=== Extracted records ===
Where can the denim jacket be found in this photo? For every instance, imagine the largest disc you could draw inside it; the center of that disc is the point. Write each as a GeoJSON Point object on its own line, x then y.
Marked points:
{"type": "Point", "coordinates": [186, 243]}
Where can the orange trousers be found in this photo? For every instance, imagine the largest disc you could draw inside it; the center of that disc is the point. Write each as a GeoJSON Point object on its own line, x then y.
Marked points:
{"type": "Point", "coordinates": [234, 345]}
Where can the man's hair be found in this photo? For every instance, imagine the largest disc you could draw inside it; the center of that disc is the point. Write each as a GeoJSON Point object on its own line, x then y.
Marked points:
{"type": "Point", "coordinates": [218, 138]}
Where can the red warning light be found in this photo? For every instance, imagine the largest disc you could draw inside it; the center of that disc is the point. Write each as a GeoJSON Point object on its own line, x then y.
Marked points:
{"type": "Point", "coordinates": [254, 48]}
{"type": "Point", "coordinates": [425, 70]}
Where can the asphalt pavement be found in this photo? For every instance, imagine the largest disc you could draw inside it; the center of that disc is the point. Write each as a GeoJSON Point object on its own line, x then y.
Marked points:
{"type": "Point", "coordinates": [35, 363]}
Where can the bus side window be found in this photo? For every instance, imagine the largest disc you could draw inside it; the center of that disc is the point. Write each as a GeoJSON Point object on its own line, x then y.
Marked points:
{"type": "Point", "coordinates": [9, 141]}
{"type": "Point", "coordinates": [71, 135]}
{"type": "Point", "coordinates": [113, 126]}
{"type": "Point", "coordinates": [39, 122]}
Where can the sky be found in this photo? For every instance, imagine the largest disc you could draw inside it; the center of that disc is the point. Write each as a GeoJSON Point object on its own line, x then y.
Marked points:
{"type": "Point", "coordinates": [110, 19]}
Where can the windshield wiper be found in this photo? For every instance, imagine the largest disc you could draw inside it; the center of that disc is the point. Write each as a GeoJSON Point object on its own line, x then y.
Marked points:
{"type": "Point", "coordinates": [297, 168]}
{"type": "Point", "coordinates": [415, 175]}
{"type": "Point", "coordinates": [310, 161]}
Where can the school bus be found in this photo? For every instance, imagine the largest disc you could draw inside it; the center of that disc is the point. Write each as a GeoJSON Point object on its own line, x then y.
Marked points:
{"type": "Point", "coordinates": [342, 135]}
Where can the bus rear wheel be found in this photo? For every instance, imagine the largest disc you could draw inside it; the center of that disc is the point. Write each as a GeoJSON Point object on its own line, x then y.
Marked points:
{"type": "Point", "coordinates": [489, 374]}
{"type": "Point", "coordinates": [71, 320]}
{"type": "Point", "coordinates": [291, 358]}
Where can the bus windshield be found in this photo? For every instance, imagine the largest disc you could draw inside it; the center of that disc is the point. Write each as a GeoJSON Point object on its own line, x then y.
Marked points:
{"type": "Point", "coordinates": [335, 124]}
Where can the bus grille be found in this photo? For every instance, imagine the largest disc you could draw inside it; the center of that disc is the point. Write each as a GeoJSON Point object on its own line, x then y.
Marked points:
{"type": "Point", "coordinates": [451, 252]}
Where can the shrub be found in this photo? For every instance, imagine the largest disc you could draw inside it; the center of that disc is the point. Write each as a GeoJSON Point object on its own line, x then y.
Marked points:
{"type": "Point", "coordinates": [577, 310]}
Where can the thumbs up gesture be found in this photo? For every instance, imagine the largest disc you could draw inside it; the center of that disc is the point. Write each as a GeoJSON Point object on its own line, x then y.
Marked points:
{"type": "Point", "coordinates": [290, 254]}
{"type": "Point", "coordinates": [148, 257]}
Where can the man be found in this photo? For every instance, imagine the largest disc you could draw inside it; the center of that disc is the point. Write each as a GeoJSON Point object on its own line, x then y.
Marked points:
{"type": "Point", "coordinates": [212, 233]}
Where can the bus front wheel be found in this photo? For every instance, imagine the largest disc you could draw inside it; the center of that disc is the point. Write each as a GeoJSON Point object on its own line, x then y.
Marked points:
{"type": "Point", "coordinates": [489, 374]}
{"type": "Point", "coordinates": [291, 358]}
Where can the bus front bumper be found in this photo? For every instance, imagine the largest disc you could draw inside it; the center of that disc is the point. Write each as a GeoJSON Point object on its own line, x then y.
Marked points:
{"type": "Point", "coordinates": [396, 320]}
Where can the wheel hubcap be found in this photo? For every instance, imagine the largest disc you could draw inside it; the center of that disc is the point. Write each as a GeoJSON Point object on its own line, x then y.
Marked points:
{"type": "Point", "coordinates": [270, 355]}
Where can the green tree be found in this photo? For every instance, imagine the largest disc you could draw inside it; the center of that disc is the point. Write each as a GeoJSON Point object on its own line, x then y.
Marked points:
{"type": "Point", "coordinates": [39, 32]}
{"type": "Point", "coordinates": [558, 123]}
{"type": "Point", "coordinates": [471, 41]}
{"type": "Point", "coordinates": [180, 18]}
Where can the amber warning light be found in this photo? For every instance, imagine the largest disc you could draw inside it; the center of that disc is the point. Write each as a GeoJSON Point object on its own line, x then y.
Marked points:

=== Task directions ===
Your task is to output exactly the lines running from the one with "Where can the amber" through the final line of the material above, with both ends included.

=== Result below ===
Where can the amber warning light be found in this photo? For every instance, imagine the largest disc you could draw inside it; the center of that disc is the point. Write each as a GeoJSON Point object on its own line, x then y.
Marked points:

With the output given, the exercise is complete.